» **STATED EXERCISE**:
Below is a block of records; repeat each one exactly.

-- Begin RECORD LIST --

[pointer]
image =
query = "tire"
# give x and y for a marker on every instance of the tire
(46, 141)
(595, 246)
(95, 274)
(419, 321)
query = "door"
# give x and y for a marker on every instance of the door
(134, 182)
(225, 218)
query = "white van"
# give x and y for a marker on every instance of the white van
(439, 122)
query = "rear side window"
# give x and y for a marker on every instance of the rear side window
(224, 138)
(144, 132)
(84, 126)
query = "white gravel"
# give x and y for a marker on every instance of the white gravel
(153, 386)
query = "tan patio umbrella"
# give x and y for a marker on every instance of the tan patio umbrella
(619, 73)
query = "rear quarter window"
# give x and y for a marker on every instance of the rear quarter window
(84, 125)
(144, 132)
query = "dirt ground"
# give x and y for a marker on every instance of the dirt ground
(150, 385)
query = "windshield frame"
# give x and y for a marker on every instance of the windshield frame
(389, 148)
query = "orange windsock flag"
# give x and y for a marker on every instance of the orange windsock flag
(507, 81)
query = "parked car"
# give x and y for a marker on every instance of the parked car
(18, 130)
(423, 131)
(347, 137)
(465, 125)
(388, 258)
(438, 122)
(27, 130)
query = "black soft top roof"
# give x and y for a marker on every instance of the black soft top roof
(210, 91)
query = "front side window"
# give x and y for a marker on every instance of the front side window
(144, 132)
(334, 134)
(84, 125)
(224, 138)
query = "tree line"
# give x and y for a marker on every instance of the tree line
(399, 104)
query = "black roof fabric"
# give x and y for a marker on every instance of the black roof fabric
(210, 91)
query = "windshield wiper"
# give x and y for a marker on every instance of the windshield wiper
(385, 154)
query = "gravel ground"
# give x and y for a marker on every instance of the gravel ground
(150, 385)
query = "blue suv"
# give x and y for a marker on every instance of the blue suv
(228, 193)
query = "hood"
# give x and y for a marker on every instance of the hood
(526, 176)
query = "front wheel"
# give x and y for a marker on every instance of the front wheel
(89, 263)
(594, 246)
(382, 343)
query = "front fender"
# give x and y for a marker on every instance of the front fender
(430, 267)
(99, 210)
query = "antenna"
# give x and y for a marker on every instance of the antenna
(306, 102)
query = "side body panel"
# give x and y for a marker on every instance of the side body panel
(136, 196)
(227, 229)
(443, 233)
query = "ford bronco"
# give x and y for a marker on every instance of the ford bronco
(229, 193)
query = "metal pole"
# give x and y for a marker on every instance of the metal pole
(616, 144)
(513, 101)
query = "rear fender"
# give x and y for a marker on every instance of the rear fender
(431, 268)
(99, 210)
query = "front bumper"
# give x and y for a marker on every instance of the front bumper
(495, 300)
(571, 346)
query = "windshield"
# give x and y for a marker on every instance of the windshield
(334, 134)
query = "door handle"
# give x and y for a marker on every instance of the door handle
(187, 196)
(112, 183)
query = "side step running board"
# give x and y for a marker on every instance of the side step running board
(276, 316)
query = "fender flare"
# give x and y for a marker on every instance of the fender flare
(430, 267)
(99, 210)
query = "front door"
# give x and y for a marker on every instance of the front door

-- End RECORD LIST --

» **SOLUTION**:
[pointer]
image =
query = "tire"
# give x and y for a marker on every instance of the tire
(46, 141)
(595, 246)
(95, 274)
(419, 321)
query = "door"
# give x and y for a marker on every instance of the door
(134, 182)
(225, 218)
query = "white van"
# give x and y for a marker on every instance of the white van
(439, 122)
query = "rear side window"
# give x and y for a marker on every instance of the rear side window
(224, 138)
(144, 132)
(84, 126)
query = "white gravel"
# give x and y for a marker on every instance of the white gravel
(153, 386)
query = "tan patio umbrella"
# give x and y for a marker on every instance of the tan patio umbrella
(619, 73)
query = "rear quarter window"
# give x and y for a marker on every instance of the rear quarter window
(84, 125)
(144, 132)
query = "dirt ground"
# give x and y for a marker on every instance of the dirt ground
(150, 385)
query = "windshield frame"
# give x and y for a marker on every instance of the windshield frame
(389, 148)
query = "orange windsock flag"
# give x and y for a marker on every instance of the orange windsock flag
(507, 81)
query = "parked car"
# give x and y for a marker on every instance of the parked car
(18, 130)
(423, 131)
(347, 137)
(465, 125)
(388, 258)
(438, 122)
(27, 130)
query = "black soft top roof"
# give x and y for a marker on every instance of the black soft top roof
(210, 91)
query = "front side window"
# give x and y for a marker on every instance of the front side window
(144, 132)
(334, 134)
(84, 125)
(224, 138)
query = "tree line"
# give x and y for a marker on every instance of the tree line
(399, 104)
query = "black roof fabric"
# give x and y for a marker on every instance of the black roof fabric
(210, 91)
query = "windshield wiper"
# give x and y for a marker on every instance of the windshield wiper
(385, 154)
query = "gravel ground"
# give x and y for a marker on every instance of the gravel ground
(150, 385)
query = "blue suv"
# give x and y for a marker on every instance of the blue suv
(228, 193)
query = "hood"
# give x and y for a marker on every instance of the hood
(526, 176)
query = "front wheel"
# give x and y for a marker on every instance of the front wheel
(89, 263)
(594, 246)
(382, 343)
query = "front fender"
# give x and y for a marker on every instance of the front fender
(430, 267)
(99, 210)
query = "antenna"
# give x and y for a marker on every instance of the antenna
(306, 102)
query = "side body panel"
# give x and y for a marker on every instance of the side body panel
(136, 196)
(227, 229)
(443, 233)
query = "ford bronco"
# give x and y for a marker on every instance of the ford bronco
(229, 193)
query = "metal pole"
# give x and y for a marker on every instance of the metal pole
(616, 144)
(513, 101)
query = "rear fender"
# give x and y for a marker on every instance of the rear fender
(431, 268)
(99, 210)
query = "front bumper"
# give x and y for a marker on every instance of the front bumper
(495, 300)
(571, 346)
query = "windshield"
# give x and y for a marker on every instance of the windshield
(334, 134)
query = "door handle"
# give x and y for a marker on every instance of the door handle
(187, 196)
(112, 183)
query = "side step running board"
# give x and y for a marker on every instance of the side step running board
(276, 316)
query = "fender flare"
# give x and y for a marker on every instance of the fender flare
(430, 267)
(99, 210)
query = "front door"
# give x and y for a marker on every instance of the front door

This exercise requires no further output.